(Extracted data entries)
※ ※ ※

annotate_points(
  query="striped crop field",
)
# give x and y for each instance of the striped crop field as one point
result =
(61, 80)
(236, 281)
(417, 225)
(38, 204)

※ ※ ※

Could you reproduce every one of the entries above, line for line, without changing anything?

* Result of this task *
annotate_points(
  query="striped crop field",
)
# give x and y for each instance of the striped crop field as one point
result =
(61, 80)
(236, 281)
(417, 225)
(38, 204)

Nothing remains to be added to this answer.